**PROBLEM STATEMENT**
Your task is to restate the data word for word.

==== DATA RECORDS ====

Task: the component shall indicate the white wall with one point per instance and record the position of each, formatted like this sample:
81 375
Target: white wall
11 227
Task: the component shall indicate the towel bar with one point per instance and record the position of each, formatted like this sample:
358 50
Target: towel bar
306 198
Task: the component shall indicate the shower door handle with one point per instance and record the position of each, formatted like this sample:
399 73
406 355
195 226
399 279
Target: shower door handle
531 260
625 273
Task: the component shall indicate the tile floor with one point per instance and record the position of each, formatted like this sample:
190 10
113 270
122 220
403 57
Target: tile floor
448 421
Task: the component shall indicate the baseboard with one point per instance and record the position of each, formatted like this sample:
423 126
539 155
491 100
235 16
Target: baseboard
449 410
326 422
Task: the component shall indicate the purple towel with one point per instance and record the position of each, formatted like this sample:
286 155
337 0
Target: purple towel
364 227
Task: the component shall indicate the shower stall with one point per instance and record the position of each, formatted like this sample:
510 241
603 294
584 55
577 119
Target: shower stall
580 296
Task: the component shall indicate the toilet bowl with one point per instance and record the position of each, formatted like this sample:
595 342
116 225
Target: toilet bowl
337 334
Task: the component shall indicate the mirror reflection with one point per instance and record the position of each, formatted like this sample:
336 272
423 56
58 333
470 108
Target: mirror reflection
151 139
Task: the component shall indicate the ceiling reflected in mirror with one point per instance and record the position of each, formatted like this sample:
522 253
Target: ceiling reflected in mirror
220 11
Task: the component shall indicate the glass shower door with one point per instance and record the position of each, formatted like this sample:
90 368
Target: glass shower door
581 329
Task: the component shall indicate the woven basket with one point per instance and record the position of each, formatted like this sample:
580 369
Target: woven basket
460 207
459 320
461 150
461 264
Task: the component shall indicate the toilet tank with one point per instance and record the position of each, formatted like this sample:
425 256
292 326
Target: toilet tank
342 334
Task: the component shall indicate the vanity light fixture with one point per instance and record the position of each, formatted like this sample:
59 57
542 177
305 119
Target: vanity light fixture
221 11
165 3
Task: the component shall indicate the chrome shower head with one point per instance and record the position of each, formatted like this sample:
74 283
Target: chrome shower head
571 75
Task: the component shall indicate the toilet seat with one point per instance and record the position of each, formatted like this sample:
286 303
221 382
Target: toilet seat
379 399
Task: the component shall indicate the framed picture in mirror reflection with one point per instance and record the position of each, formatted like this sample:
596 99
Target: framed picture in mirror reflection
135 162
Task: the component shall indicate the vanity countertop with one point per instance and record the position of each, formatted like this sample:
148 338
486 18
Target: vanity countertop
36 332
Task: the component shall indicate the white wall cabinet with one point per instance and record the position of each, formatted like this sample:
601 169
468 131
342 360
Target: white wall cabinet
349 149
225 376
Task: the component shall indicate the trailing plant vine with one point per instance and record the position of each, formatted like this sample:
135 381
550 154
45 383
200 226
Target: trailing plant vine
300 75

====

**EXPECTED ANSWER**
Task: the component shall indicate the white wall with one point per instance and record the position of each, formatted like this sample:
81 375
Target: white wall
11 227
Task: the component shall indicate the towel bar with one point per instance and record the position of each, formatted like this sample:
358 50
Target: towel bar
306 198
Task: the component shall indicate the shower door handle with one point per instance and record the position of each, formatted like this sample:
399 73
406 355
195 226
399 279
Target: shower door handle
531 260
625 273
Task: the component shall indicate the tile floor with one point per instance and record the position of each, formatted like this sample:
190 10
113 270
122 220
403 57
Target: tile floor
448 421
Task: the component shall indicate the baseboard with one point per instance and record the position of each, formatted like this sample:
423 126
539 155
491 100
235 16
Target: baseboard
449 410
326 422
Task: the component shall indicate the purple towel with one point per instance and record the position of each, formatted like this sample:
286 155
337 0
Target: purple towel
364 227
Task: the component shall indicate the shower stall with one point per instance and record the position of each, formatted like this sample:
510 241
603 294
584 55
577 119
Target: shower stall
580 296
Task: the component shall indicate the toilet bowl with one point per instance and record the position of each, formatted like this sample:
595 342
116 225
Target: toilet bowl
337 334
Task: the component shall indicate the mirror reflection with one point per instance and record the position of each, formatted like this sample:
336 272
423 56
58 333
470 108
Target: mirror reflection
151 139
Task: the component shall indicate the ceiling reflected in mirror with one point per instance and record the position of each, formatted like this sample:
522 253
Target: ceiling reflected in mirror
220 11
Task: the component shall indicate the glass shower door with one point per instance and record the position of each, formatted like this sample:
90 368
Target: glass shower door
581 329
Task: the component shall indicate the woven basket with one point per instance and record the position of each, formatted like this sample:
580 369
Target: woven basket
460 207
459 320
461 150
461 264
Task: the component shall indicate the toilet tank with one point per instance and record the position of each, formatted like this sample:
425 256
292 326
Target: toilet tank
342 334
Task: the component shall indicate the vanity light fixture with one point per instance and record the position of each, formatted like this sample:
59 57
542 177
305 119
Target: vanity light fixture
221 11
165 3
Task: the component shall indicate the chrome shower head with one point per instance and record the position of each, formatted like this sample:
74 283
Target: chrome shower head
571 75
Task: the component shall indicate the toilet seat with one point per instance and record the position of each, formatted like this sample:
286 303
221 382
Target: toilet seat
379 399
Task: the component shall indicate the framed picture in mirror reflection with one point per instance and record the position of each, formatted like this sample:
596 99
Target: framed picture in mirror reflection
135 162
Task: the component shall indicate the vanity countertop with one point per instance and record the position of each, formatted like this sample:
148 338
486 18
Target: vanity countertop
36 332
Task: the component shall indicate the white wall cabinet with one point per instance and record the position of each, formatted like this sample:
601 169
468 131
342 360
Target: white wall cabinet
349 149
225 376
Task: the component shall indicate the trailing plant vine with one point per instance and record the position of each, formatted like this sample:
135 381
550 154
45 383
200 226
Target: trailing plant vine
300 75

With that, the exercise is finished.